◆ Selected passage:
--- START ---

Civil rights icon John Lewis to be eulogized by Obama at funeral
Civil rights icon John Lewis to be eulogized by Obama at funeral
Politicians, dignitaries and other mourners filed into a historic Atlanta church on Thursday for the funeral of longtime U.S. Representative John Lewis, capping a week of memorial services and tributes to the civil rights pioneer.

ATLANTA Politicians, dignitaries and other mourners filed into a historic Atlanta church on Thursday for the funeral of longtime U.S. Representative John Lewis, capping a week of memorial services and tributes to the civil rights pioneer.

Former President Barack Obama is scheduled to give the eulogy for Lewis, who died on July 17 at age 80 after a battle with pancreatic cancer. Former Presidents Bill Clinton and George W. Bush are also slated to speak.

U.S. House of Representatives Speaker Nancy Pelosi and several other members of Congress were among the mourners who took their seats in front of an American flag-draped casket at Ebenezer Baptist Church, where the Reverend Martin Luther King Jr. once preached.

King, a leader of the Black civil rights movement and a mentor to Lewis, was assassinated in 1968.

Lewis, an Alabama sharecropper’s son who strove for equality for Blacks in an America grappling with racial bigotry and segregation, was a fiercely determined champion of nonviolent protest and was inspired by King.

Lewis was first elected in 1986 to represent Georgia in the U.S. House of Representatives. His death came at a time of reckoning across the United States over racial injustice, with widespread protests condemning unequal police treatment of Black Americans and institutions removing or renaming tributes to former leaders of the pro-slavery Confederacy.

--- END ---

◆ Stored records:
--- START ---

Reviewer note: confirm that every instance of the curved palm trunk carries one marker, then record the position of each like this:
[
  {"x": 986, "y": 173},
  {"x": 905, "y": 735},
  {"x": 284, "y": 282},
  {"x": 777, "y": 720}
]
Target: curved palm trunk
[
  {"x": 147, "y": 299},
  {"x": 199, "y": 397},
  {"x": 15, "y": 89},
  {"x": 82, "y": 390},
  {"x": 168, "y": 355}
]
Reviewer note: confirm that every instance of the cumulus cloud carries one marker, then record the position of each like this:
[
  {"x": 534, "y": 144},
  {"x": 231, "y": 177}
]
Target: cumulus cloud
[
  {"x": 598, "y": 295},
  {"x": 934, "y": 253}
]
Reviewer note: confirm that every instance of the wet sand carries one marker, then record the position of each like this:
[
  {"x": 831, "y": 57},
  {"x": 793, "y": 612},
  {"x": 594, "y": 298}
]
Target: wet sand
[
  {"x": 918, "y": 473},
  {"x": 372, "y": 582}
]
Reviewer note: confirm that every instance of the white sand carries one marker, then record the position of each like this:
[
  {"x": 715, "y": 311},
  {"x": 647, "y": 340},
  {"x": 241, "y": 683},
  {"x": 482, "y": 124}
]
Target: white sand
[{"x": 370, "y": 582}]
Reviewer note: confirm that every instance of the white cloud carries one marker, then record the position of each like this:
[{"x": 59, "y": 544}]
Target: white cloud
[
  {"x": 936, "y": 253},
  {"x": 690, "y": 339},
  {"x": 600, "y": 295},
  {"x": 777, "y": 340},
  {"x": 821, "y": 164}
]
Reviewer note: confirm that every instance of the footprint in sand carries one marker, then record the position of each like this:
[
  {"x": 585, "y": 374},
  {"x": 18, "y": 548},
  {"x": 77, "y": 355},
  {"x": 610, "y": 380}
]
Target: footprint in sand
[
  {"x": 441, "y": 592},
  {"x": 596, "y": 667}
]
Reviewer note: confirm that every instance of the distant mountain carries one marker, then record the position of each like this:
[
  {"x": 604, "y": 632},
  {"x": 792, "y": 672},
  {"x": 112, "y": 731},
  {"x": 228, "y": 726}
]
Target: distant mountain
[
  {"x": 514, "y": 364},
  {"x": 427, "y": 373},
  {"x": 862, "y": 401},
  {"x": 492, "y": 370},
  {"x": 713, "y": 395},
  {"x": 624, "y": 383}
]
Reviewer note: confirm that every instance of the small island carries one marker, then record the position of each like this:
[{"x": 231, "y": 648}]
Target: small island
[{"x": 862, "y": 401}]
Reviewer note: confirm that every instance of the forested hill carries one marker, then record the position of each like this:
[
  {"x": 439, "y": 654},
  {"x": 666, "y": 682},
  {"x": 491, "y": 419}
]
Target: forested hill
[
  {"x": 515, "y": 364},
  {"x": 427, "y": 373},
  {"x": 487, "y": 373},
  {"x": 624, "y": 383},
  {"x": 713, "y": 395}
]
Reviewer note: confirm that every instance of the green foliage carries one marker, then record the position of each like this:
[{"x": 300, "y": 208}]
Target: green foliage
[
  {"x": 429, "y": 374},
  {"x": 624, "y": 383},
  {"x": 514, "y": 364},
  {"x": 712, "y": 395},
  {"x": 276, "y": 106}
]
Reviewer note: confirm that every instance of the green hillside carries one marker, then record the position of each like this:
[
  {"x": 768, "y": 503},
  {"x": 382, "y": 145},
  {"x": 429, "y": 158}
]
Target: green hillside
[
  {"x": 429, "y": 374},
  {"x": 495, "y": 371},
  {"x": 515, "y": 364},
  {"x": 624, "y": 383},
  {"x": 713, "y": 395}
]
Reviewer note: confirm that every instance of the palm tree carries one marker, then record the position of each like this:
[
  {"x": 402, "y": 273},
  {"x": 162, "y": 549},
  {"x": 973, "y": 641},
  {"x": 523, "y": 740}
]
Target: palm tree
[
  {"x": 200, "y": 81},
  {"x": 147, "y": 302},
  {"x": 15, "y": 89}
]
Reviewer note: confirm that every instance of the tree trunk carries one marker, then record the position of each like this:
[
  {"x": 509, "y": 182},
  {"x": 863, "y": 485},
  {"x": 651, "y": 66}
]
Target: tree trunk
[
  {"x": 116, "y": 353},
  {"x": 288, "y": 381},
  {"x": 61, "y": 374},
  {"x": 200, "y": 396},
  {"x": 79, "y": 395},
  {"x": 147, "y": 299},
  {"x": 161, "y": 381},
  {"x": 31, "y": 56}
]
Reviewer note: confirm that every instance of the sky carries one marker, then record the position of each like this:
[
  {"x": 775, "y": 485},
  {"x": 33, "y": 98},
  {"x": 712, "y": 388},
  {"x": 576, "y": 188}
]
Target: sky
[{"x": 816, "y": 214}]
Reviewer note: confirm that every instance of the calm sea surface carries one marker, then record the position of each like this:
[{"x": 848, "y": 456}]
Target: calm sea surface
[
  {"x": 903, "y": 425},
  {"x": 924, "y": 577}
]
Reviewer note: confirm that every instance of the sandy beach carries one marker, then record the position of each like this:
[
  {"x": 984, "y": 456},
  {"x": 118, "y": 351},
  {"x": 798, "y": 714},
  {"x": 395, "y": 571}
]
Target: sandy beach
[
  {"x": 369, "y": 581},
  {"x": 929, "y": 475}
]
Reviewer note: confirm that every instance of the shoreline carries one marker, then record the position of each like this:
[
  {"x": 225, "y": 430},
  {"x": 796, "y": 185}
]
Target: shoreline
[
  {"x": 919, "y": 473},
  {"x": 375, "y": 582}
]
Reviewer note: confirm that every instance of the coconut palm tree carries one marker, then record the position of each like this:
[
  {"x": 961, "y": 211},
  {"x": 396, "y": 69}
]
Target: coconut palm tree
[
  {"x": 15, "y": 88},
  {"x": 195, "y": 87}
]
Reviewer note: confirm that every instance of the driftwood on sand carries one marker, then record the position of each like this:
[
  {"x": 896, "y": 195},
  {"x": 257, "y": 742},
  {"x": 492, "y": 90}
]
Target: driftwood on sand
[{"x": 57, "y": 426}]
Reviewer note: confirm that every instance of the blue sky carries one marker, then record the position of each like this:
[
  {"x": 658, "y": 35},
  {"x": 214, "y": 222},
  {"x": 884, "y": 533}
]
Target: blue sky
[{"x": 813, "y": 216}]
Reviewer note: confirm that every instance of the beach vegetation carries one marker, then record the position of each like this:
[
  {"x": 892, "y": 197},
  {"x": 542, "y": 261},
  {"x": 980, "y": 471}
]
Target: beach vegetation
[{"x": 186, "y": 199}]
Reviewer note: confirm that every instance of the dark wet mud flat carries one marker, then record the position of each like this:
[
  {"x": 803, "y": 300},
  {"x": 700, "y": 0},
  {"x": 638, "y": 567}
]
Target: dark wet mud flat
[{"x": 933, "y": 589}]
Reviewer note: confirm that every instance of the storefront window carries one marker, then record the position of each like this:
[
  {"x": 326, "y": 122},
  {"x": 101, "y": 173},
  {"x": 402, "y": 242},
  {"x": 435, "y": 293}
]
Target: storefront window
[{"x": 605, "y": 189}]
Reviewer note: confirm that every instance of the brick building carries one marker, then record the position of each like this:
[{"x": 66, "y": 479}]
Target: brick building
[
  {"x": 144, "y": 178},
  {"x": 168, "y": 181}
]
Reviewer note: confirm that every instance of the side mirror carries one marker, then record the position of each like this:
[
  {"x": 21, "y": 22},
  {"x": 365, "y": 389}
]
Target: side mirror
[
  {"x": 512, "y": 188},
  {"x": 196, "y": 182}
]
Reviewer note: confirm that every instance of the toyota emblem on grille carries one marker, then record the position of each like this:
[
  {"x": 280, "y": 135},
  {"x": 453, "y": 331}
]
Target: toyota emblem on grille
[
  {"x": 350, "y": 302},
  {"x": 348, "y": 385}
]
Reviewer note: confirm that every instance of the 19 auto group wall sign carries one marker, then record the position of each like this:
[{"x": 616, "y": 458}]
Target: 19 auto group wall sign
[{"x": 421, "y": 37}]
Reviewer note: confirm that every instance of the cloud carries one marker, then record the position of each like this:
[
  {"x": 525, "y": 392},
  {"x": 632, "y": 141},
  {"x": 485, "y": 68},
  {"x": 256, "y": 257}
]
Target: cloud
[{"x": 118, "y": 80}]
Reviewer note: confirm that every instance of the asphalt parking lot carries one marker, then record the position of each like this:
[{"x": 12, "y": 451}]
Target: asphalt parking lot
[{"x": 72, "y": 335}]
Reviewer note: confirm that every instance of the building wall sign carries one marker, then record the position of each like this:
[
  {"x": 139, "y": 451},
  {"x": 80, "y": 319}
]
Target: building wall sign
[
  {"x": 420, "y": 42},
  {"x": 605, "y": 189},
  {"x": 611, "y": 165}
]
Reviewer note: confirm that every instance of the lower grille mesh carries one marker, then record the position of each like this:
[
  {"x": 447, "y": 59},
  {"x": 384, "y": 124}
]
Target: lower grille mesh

--- END ---

◆ Task list:
a) Answer these questions from the article on John Lewis's funeral, one answer per line:
(i) On what date did Lewis die?
(ii) In which church was the funeral held?
(iii) In what year was Lewis first elected to the U.S. House of Representatives?
b) Name every person other than John Lewis who is mentioned by name in the article on his funeral.
c) Write out the passage of the article on John Lewis's funeral that begins at the words "Former President Barack" and stops after the words "Jr. once preached.".

◆ Task answers:
a)
(i) July 17
(ii) Ebenezer Baptist Church
(iii) 1986

b)
Barack Obama
Bill Clinton
George W. Bush
Nancy Pelosi
Martin Luther King Jr.

c)
Former President Barack Obama is scheduled to give the eulogy for Lewis, who died on July 17 at age 80 after a battle with pancreatic cancer. Former Presidents Bill Clinton and George W. Bush are also slated to speak.

U.S. House of Representatives Speaker Nancy Pelosi and several other members of Congress were among the mourners who took their seats in front of an American flag-draped casket at Ebenezer Baptist Church, where the Reverend Martin Luther King Jr. once preached.